● **To do**: Restate, word for word, every line of the data.

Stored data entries
····················

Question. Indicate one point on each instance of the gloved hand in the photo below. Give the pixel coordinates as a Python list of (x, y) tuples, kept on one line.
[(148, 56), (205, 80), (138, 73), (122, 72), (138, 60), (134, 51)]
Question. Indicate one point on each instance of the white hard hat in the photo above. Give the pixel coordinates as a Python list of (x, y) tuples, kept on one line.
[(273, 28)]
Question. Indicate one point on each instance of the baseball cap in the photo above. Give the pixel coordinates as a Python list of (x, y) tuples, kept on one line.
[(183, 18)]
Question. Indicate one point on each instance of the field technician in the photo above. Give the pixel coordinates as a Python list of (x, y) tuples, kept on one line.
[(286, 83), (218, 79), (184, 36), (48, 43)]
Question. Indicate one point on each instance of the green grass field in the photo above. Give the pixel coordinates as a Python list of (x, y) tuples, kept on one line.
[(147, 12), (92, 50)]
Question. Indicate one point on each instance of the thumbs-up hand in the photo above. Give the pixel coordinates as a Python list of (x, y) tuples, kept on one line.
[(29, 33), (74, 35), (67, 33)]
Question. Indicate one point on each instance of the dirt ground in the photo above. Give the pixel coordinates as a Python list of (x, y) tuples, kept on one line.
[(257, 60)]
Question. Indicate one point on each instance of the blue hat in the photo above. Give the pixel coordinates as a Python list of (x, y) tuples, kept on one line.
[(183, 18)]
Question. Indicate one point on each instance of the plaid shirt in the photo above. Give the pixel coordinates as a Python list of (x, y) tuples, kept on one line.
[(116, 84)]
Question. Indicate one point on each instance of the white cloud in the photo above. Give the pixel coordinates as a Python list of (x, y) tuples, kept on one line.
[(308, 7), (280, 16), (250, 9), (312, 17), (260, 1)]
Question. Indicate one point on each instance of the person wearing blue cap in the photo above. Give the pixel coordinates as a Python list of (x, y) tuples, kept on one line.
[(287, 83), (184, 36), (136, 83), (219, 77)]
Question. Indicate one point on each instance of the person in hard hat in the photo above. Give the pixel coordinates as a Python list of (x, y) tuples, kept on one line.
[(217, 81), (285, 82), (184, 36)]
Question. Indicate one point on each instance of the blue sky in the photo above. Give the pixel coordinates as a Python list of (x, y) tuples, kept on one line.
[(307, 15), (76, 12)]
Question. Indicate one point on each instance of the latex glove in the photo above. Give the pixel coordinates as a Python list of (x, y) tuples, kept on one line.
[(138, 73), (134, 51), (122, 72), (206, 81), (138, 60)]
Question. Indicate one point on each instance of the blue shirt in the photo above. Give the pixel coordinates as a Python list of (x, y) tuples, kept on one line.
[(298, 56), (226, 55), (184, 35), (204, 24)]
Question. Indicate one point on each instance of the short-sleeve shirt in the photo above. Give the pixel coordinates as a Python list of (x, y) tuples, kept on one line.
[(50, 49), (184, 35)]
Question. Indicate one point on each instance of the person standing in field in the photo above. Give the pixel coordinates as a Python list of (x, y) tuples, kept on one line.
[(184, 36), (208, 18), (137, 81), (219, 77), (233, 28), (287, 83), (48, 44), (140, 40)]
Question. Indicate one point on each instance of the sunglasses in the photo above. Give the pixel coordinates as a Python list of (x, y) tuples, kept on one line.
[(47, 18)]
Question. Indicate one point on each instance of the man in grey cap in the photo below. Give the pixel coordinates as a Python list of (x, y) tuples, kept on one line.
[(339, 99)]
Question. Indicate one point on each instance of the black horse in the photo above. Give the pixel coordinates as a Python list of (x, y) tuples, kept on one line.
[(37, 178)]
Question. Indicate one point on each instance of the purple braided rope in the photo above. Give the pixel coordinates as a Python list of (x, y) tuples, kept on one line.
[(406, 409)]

····················

● **Task answer**:
Question. Indicate one point on each instance of the gloved hand in the photo below. Give the pixel coordinates as a Python list of (x, y) tuples, kept on one line.
[(148, 56), (205, 80), (138, 73), (122, 72), (138, 60), (134, 51)]
Question. Indicate one point on each instance of the white hard hat in the photo above. Give the pixel coordinates as a Python list of (x, y) tuples, kept on one line.
[(273, 28)]
Question. Indicate one point on each instance of the baseball cap in the photo above. Give the pixel coordinates as a Python list of (x, y) tuples, kept on one line.
[(183, 18)]
Question. Indicate one point on each instance of the field technician in the photo above. Give the pixel coordinates as a Python list of (x, y) tuples, kept on one line.
[(286, 83), (218, 79), (184, 36), (48, 43)]
Question. Indicate one point on each instance of the green grass field in the photo above. Give the pixel coordinates as a Python list of (x, y) tuples, kept on one line.
[(147, 12), (92, 50)]
Question. Indicate one point on each instance of the thumbs-up hand in the photo above. Give the pixel coordinates as a Python list of (x, y) tuples, kept on one line.
[(29, 33), (74, 35), (67, 33)]
Question. Indicate one point on each instance of the dirt ground in the photo above. Give the pixel coordinates as a Python list of (x, y) tuples, kept on one line.
[(257, 60)]
Question. Indicate one point on each instance of the blue hat in the photo above. Give the pixel coordinates as a Python list of (x, y) tuples, kept on one line.
[(183, 18)]
Question. Indicate one point on each instance of the plaid shirt in the photo above. Give the pixel coordinates as a Python list of (x, y) tuples, kept on one line.
[(116, 84)]
Question. Indicate one point on each instance of the white cloud in the photo above. Give the pixel coordinates as a Python list of (x, y) tuples, kept on one line.
[(308, 7), (280, 16), (250, 9), (312, 17), (260, 1)]
Question. Indicate one point on each instance of the person wearing blue cap in the photo above. Give the pixel coordinates as a Python list of (x, y) tuples, kept on one line.
[(287, 83), (184, 36), (136, 83), (219, 77)]
Question. Indicate one point on each instance of the person in hard hat in the photo above. Give the pixel coordinates as a Python list of (x, y) tuples, kept on one line.
[(217, 81), (285, 82), (184, 36)]
Question. Indicate one point on each instance of the blue sky in the photo above. Give the pixel coordinates as a Python list of (x, y) tuples, kept on one line.
[(307, 15), (76, 12)]
Question. Indicate one point on each instance of the latex glove in the photo above. Give the pixel coordinates as a Python list of (x, y) tuples, kept on one line.
[(138, 73), (134, 51), (122, 72), (206, 81), (138, 60)]
Question. Indicate one point on each instance of the blue shirt in the photo above. Give the pixel coordinates as a Python list of (x, y) tuples, kept on one line.
[(298, 56), (226, 55), (184, 35), (204, 24)]
Question. Indicate one point on each instance of the short-sleeve shirt in the photo above. Give the pixel coordinates as a Python list of (x, y) tuples, kept on one line.
[(50, 49), (184, 35)]
Question. Indicate one point on each instance of the person standing in field in the photo above. Give the pixel coordinates as a Python list of (x, y) tuples, kept on one line.
[(184, 36), (208, 18), (137, 81), (219, 77), (233, 28), (287, 83), (48, 44), (140, 40)]
Question. Indicate one point on each instance of the sunglasses in the photo above. Give the pixel coordinates as a Python list of (x, y) tuples, kept on one line.
[(47, 18)]
Question. Indicate one point on each instance of the man in grey cap in the photo below. Give the pixel coordinates as a Python list of (x, y) tuples, kept on one line.
[(339, 99)]
Question. Indicate one point on each instance of the black horse in the photo above. Give the pixel coordinates as a Python list of (x, y) tuples, kept on one line.
[(37, 178)]
Question. Indicate one point on each instance of the purple braided rope in the photo above. Give the pixel coordinates as a Python list of (x, y) tuples, kept on one line.
[(406, 409)]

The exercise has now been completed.